## Problem details
Reproduce nothing but the lines from the one containing "Query: person in white coat" to the end of the records below, each exactly as written.

(Natural language region descriptions)
################
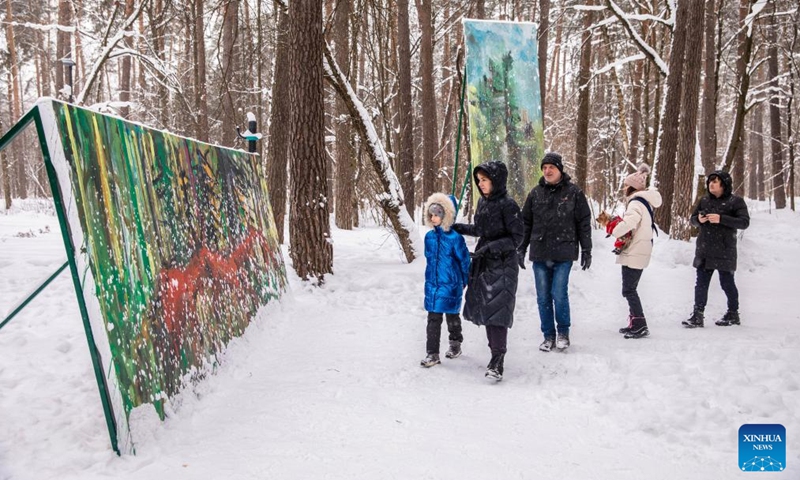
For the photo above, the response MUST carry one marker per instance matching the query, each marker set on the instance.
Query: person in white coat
(635, 257)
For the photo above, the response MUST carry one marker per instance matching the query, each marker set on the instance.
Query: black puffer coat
(492, 290)
(557, 219)
(716, 243)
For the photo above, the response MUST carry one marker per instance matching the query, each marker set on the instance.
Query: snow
(326, 384)
(748, 21)
(643, 45)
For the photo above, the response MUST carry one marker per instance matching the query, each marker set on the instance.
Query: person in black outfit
(557, 220)
(492, 288)
(718, 215)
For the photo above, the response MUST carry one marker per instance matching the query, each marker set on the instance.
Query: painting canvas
(504, 100)
(176, 247)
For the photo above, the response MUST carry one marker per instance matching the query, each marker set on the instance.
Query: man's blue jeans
(552, 282)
################
## Final answer
Query: person in white coat
(635, 257)
For the photo above, the response MUST carry one marker per instance matching the query, each marker set on the instance.
Query: black puffer coat
(492, 290)
(557, 219)
(716, 243)
For the photo above, the response MUST carry one marker per instance matching the query, each marker set on the instance.
Query: snow
(326, 384)
(748, 21)
(643, 45)
For the photo above, the response MUST carry one marker per instance matching the query, each marker set on the instance.
Query: person in black outfit
(557, 220)
(492, 288)
(718, 215)
For the photo above, the response MUST carry one marker per instance matching the query, each marker set on the instance.
Query: painting canvas
(504, 100)
(176, 247)
For the photo above, the response MUST carry one marker per instance matching the query, each marker set on the instance.
Query: man's blue jeans
(552, 282)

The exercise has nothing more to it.